### Provided text
○ ○ ○

The Eagle

Thibault Aedy, Henry Curchod, Joseph Jones, Gina Kuschke, Lo Lai Lai Natalie, Matt Paweski, Ellie Pratt & Jo Spence 

6 September—4 October

The Eagle By Alfred, Lord Tennyson

He clasps the crag with crooked hands;

Close to the sun in lonely lands,

Ring'd with the azure world, he stands.

The wrinkled sea beneath him crawls;

He watches from his mountain walls,

And like a thunderbolt he falls.

South Parade is pleased to present The Eagle. The exhibition takes its title and departure point from a poem by Alfred, Lord Tennyson (1809–1892) and draws together works that explore ideas of power, solitude and fragility within the man-made and natural world.

Artist information and biographies at the bottom of the page.

Ellie Pratt, The Distraction, 2025. Oil on canvas, 45 x 60 cm

Gina Kuschke, Beach Paraders (Porthmeor), 2025. Oil on canvas, 150 x 200 cm

Matthew Paweski, Pinched Landscape, 2016. Aluminium, aluminium rivets and vinyl paint, 5.1 (H) x 21 (W) x 21 (D) cm

Joseph Jones, Celestial Pansy, 2025. Oil and acrylic on linen, 18 x 13 cm

Joseph Jones, Night Flower, 2025. Oil and acrylic on linen, 21 x 14 cm

Jo Spence, Cultural Sniper (Collaboration with David Roberts), 1990. Colour Photograph, 30.5 x 20.7 cm (unframed) / 49.5 x 39 cm (framed)

○ ○ ○

### Data listing
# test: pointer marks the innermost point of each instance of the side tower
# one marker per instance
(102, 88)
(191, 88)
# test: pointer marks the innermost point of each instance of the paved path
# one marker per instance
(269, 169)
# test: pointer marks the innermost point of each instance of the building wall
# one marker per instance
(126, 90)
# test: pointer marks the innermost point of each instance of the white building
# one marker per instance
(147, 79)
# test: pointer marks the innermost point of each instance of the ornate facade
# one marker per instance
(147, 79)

○ ○ ○

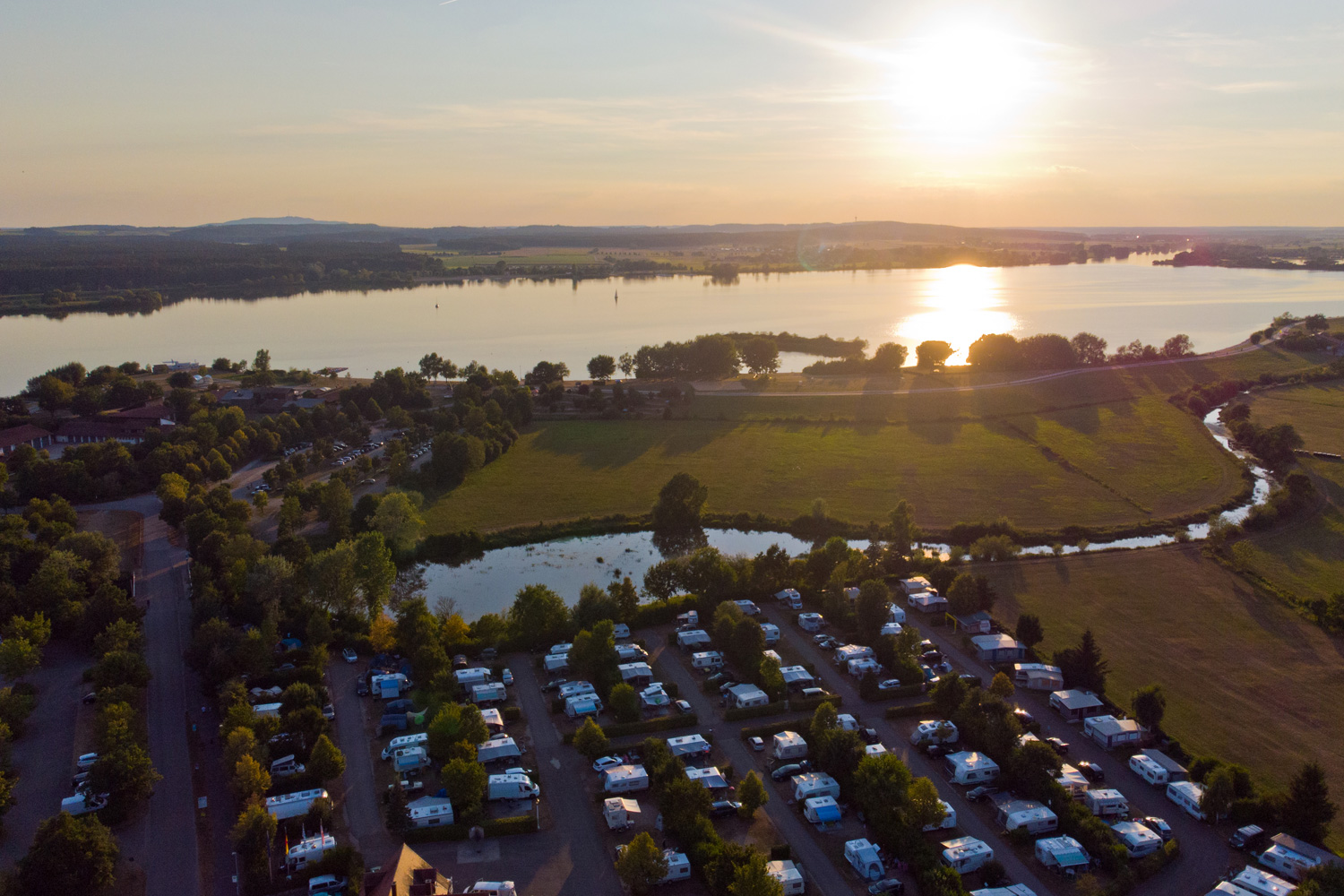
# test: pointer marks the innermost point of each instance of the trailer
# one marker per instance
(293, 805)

○ ○ ○

### Using the information
- a) From the exhibition text on The Eagle, list the title of every artwork dated 2025, along with its artist.
- b) Copy the part of the exhibition text on The Eagle between "Ellie Pratt, The" and "39 cm (framed)", inclusive.

### Answers provided
- a)
The Distraction (Ellie Pratt)
Beach Paraders (Porthmeor) (Gina Kuschke)
Celestial Pansy (Joseph Jones)
Night Flower (Joseph Jones)

- b)
Ellie Pratt, The Distraction, 2025. Oil on canvas, 45 x 60 cm

Gina Kuschke, Beach Paraders (Porthmeor), 2025. Oil on canvas, 150 x 200 cm

Matthew Paweski, Pinched Landscape, 2016. Aluminium, aluminium rivets and vinyl paint, 5.1 (H) x 21 (W) x 21 (D) cm

Joseph Jones, Celestial Pansy, 2025. Oil and acrylic on linen, 18 x 13 cm

Joseph Jones, Night Flower, 2025. Oil and acrylic on linen, 21 x 14 cm

Jo Spence, Cultural Sniper (Collaboration with David Roberts), 1990. Colour Photograph, 30.5 x 20.7 cm (unframed) / 49.5 x 39 cm (framed)